Aaah, yes .... i really enjoyed this forgotten gem of a B Noir movie
immensely. A beautiful production with an actress i had never heard
about in
the main role, and with a young Robert Mitchum still on his way up in
the film-world. Nice cinematography and a lovely Laraine Day in one
of
those gorgeous B productions from the heyday of the Film Noir genre,
the second half of the 1940's (The Locket, 1946) a time when nothing
seemingly could go wrong when making these dark fairytales from the
Neon Jungle.

*-*-*

Translate this sentence from the film review into Spanish: "A beautiful production with an actress i had never heard about in the main role, and with a young Robert Mitchum still on his way up in the film-world."

*-*-*

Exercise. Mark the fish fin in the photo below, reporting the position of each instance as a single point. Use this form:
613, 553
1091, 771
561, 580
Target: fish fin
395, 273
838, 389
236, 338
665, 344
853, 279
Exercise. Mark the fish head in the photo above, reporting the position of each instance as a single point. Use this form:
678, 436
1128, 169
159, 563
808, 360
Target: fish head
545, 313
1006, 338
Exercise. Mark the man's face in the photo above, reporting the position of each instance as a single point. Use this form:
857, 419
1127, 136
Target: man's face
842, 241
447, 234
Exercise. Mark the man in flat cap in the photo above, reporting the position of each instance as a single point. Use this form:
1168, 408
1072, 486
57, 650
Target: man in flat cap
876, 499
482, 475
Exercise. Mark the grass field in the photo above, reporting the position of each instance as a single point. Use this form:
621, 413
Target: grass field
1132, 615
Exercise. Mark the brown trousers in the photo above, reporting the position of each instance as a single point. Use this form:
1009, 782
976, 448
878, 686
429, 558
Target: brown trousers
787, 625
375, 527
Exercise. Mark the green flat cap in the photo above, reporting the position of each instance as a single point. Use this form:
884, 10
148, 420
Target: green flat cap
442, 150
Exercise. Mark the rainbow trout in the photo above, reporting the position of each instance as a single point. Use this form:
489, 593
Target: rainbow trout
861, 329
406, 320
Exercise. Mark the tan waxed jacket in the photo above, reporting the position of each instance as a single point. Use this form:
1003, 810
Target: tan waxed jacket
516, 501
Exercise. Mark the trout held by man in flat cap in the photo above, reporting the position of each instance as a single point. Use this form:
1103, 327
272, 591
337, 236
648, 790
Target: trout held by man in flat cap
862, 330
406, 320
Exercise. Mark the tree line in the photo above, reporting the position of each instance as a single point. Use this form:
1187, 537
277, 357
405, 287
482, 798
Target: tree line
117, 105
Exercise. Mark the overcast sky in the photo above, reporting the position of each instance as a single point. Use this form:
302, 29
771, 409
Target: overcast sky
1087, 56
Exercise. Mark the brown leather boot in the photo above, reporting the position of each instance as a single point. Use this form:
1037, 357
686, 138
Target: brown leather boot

*-*-*

» **RESULT**:
Una hermosa producción con una actriz de la que nunca había oído hablar en el papel principal, y con un joven Robert Mitchum todavía en ascenso en el mundo del cine.